● **Exercise directions**: Leaving out the pictures, transcribe all of the records faithfully.

● **Information supplied**:
Begin
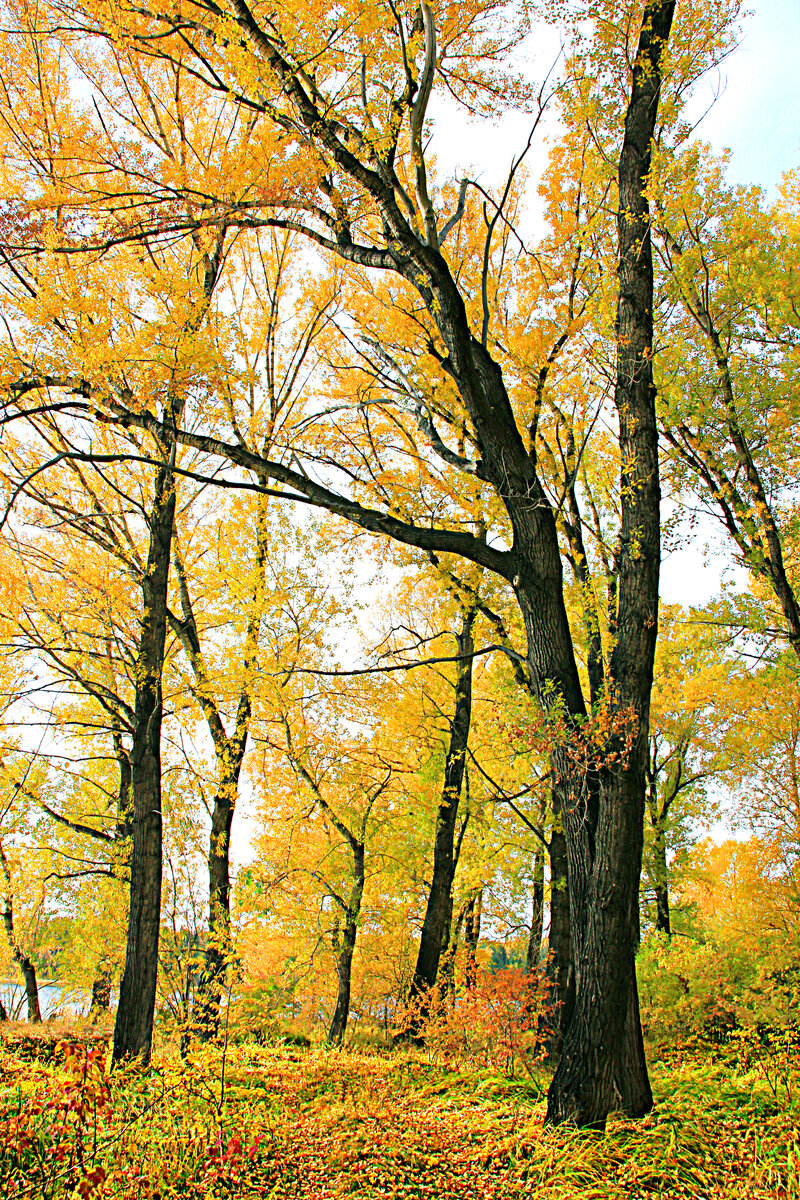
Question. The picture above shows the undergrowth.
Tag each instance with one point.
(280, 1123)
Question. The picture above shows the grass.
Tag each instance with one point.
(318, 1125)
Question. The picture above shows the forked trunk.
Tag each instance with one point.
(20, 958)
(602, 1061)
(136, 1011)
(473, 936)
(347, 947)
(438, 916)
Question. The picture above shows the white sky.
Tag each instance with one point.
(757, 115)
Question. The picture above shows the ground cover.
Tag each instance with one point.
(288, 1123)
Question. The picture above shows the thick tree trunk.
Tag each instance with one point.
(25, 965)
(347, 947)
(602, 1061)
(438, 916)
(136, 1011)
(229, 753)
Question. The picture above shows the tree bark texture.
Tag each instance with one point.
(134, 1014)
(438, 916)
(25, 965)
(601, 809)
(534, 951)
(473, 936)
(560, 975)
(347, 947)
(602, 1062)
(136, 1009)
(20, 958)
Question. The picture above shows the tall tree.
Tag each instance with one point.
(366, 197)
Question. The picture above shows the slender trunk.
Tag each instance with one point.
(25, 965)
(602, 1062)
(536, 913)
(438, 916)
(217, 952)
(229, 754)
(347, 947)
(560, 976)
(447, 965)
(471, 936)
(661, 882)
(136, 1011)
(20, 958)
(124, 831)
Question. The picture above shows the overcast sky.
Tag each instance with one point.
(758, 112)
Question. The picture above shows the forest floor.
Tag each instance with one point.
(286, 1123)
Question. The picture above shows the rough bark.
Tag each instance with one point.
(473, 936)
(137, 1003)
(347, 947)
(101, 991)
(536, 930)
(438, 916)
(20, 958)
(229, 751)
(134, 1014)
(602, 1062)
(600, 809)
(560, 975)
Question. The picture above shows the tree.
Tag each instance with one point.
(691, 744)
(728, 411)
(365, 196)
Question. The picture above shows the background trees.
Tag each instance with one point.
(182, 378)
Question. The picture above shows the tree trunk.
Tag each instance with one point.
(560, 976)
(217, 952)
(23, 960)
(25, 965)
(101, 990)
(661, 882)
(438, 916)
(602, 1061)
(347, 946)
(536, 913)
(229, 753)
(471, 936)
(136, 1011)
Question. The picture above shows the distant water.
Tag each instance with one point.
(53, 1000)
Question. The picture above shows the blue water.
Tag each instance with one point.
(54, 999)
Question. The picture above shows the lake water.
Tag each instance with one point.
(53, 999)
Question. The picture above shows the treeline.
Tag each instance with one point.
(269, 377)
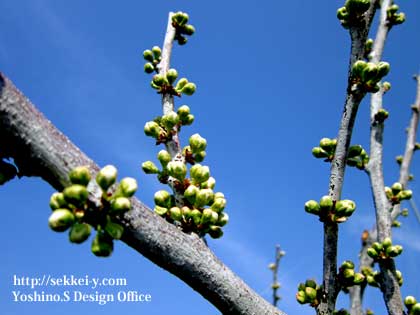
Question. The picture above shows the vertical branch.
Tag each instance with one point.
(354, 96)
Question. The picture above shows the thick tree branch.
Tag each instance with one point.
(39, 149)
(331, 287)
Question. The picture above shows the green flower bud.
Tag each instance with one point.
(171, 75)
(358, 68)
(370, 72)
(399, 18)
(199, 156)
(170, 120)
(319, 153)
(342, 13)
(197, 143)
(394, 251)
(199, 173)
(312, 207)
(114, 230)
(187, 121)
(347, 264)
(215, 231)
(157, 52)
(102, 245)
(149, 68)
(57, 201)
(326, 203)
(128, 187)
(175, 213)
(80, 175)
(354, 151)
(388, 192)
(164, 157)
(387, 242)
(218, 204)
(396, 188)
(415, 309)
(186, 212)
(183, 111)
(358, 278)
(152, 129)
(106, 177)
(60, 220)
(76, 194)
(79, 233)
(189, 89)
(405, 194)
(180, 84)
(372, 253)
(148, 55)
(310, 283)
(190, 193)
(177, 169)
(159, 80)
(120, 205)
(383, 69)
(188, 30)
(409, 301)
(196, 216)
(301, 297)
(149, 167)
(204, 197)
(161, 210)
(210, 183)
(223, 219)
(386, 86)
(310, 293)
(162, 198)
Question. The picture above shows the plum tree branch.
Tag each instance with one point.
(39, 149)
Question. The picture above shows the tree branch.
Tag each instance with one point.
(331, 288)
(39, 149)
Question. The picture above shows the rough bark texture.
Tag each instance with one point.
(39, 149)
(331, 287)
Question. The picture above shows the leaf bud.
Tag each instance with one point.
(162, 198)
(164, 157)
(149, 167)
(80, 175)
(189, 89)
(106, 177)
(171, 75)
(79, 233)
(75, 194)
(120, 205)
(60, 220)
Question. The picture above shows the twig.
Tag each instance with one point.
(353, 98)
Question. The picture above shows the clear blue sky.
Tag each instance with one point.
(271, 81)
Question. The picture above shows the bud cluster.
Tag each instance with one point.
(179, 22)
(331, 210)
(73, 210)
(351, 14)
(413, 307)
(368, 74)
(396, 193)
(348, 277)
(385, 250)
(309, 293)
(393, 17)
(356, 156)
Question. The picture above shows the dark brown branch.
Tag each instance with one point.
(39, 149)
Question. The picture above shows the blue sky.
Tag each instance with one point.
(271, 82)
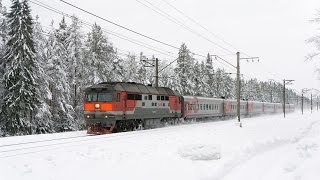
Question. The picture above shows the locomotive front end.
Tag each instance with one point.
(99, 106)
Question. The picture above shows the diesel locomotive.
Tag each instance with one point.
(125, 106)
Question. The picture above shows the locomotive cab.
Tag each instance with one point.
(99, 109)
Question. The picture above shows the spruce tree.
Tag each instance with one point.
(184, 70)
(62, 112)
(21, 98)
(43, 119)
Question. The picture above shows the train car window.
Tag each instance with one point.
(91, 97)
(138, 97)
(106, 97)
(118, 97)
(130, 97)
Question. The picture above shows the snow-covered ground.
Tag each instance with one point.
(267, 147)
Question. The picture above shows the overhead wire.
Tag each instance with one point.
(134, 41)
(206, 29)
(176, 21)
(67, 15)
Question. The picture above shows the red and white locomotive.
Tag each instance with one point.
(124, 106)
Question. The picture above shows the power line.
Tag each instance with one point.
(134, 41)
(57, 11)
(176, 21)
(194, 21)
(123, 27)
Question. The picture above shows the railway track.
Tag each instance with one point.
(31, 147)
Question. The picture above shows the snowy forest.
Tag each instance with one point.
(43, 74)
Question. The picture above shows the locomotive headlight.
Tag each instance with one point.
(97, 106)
End
● **Expected output**:
Question. The picture above shows the undergrowth.
Tag each instance with one point.
(280, 1123)
Question. The picture above shows the grass.
Tag each instance with one point.
(318, 1125)
Question. The picture above shows the forked trunk.
Tag each instance with one point.
(20, 958)
(602, 1061)
(136, 1011)
(473, 936)
(347, 947)
(438, 916)
Question. The picture above shows the white sky.
Tag each instance with one point.
(757, 115)
Question. The picture above shows the ground cover.
Tag each instance with one point.
(288, 1123)
Question. The picture above shows the thick tree trunk.
Tag each instance with one point.
(25, 965)
(347, 947)
(602, 1061)
(438, 916)
(136, 1011)
(229, 753)
Question. The picture above shows the tree bark texture.
Tag each instance with one point.
(134, 1014)
(438, 916)
(25, 965)
(601, 809)
(534, 951)
(473, 936)
(560, 975)
(347, 947)
(602, 1062)
(136, 1009)
(20, 958)
Question. The picture above shows the tall tree.
Tag each instance with one point.
(366, 197)
Question. The picture above shows the slender trunk.
Tag each instance with one point.
(25, 965)
(602, 1062)
(536, 913)
(438, 916)
(217, 952)
(229, 754)
(347, 947)
(560, 976)
(447, 965)
(471, 936)
(661, 882)
(136, 1011)
(20, 958)
(124, 831)
Question. The picture above shows the overcast sky.
Tag each instance with one point.
(758, 112)
Question. The picture above shows the forest floor.
Tag each instance with one point.
(286, 1123)
Question. The picture above shows the rough bark.
Tag each instance with one point.
(473, 936)
(137, 1003)
(347, 947)
(101, 991)
(536, 930)
(438, 916)
(20, 958)
(229, 751)
(134, 1014)
(602, 1062)
(600, 809)
(560, 975)
Question. The picture above shows the tree.
Tag each instance with one point.
(691, 744)
(728, 411)
(365, 196)
Question. The picture above shows the background trees.
Tag each instance with one point.
(182, 378)
Question. The picture above shows the tree trunk.
Tag each instance with one point.
(560, 976)
(217, 952)
(23, 960)
(25, 965)
(101, 990)
(661, 882)
(438, 916)
(602, 1061)
(347, 946)
(536, 913)
(229, 753)
(471, 936)
(136, 1011)
Question. The picture above shows the distant water.
Tag each instance with one point.
(53, 1000)
Question. The picture above shows the blue water.
Tag each instance with one point.
(54, 999)
Question. The picture above shows the lake water.
Tag each instance with one point.
(53, 999)
Question. The picture above shows the treeline.
Tag each instance with one point.
(269, 377)
Question. The picture above shows the vertical branch.
Tag each instance with one point.
(354, 96)
Question. The picture above shows the thick tree branch.
Tag each instance with one point.
(39, 149)
(331, 287)
Question. The picture above shows the green flower bud.
Tag each instance with one point.
(171, 75)
(358, 68)
(370, 72)
(399, 18)
(199, 156)
(170, 120)
(319, 153)
(342, 13)
(197, 143)
(394, 251)
(199, 173)
(312, 207)
(114, 230)
(187, 121)
(347, 264)
(215, 231)
(157, 52)
(102, 245)
(149, 68)
(57, 201)
(326, 203)
(128, 187)
(175, 213)
(80, 175)
(354, 151)
(388, 192)
(164, 157)
(387, 242)
(218, 204)
(396, 188)
(415, 309)
(186, 212)
(183, 111)
(358, 278)
(152, 129)
(106, 177)
(60, 220)
(76, 194)
(79, 233)
(189, 89)
(405, 194)
(180, 84)
(372, 253)
(148, 55)
(310, 283)
(190, 193)
(177, 169)
(159, 80)
(120, 205)
(383, 69)
(188, 30)
(409, 301)
(196, 216)
(301, 297)
(149, 167)
(204, 197)
(161, 210)
(210, 183)
(223, 219)
(386, 86)
(310, 293)
(162, 198)
Question. The picture above shows the plum tree branch.
Tag each instance with one point.
(39, 149)
Question. The picture above shows the tree branch.
Tag each instance with one point.
(331, 288)
(39, 149)
Question. The picture above shows the rough bark texture.
Tag each instance with one point.
(39, 149)
(331, 287)
Question. The picture above shows the leaf bud.
Tag each instance with one point.
(162, 198)
(164, 157)
(149, 167)
(80, 175)
(189, 89)
(106, 177)
(171, 75)
(79, 233)
(75, 194)
(120, 205)
(60, 220)
Question. The picture above shows the twig.
Tag each instance with one point.
(353, 98)
Question. The picture above shows the clear blue sky.
Tag each instance with one point.
(271, 81)
Question. The picture above shows the bud cluster.
Tag each instance with one point.
(179, 22)
(331, 210)
(73, 210)
(351, 14)
(413, 307)
(368, 74)
(396, 193)
(348, 277)
(385, 250)
(309, 293)
(393, 17)
(356, 156)
Question. The picture above shows the dark brown branch.
Tag each instance with one point.
(39, 149)
Question. The picture above shows the blue sky.
Tag each instance with one point.
(271, 82)
Question. The picture above shows the locomotive front end.
Tag each instance with one point.
(99, 106)
Question. The picture above shows the diesel locomotive.
Tag each instance with one point.
(125, 106)
Question. The picture above shows the locomotive cab.
Tag each instance with one point.
(99, 109)
Question. The picture above shows the spruce tree.
Tag each instance with one point.
(184, 70)
(62, 112)
(21, 98)
(43, 119)
Question. The picture above shows the train car window.
Tag each instance with one point.
(91, 97)
(138, 97)
(106, 97)
(118, 97)
(130, 97)
Question. The picture above shows the snow-covered ground.
Tag each instance with one point.
(267, 147)
Question. The picture above shows the overhead wire.
Tag each instance with one point.
(134, 41)
(206, 29)
(176, 21)
(67, 15)
Question. The picture above shows the red and white locomotive.
Tag each instance with one point.
(124, 106)
Question. The picture above shows the power line.
Tag each instance with one point.
(134, 41)
(57, 11)
(176, 21)
(194, 21)
(123, 27)
Question. The picture above shows the railway track.
Tag each instance with one point.
(31, 147)
Question. The picture above shows the snowy forest.
Tag each instance with one point.
(43, 74)
Question. The picture above shows the locomotive headlight.
Tag each instance with one point.
(97, 106)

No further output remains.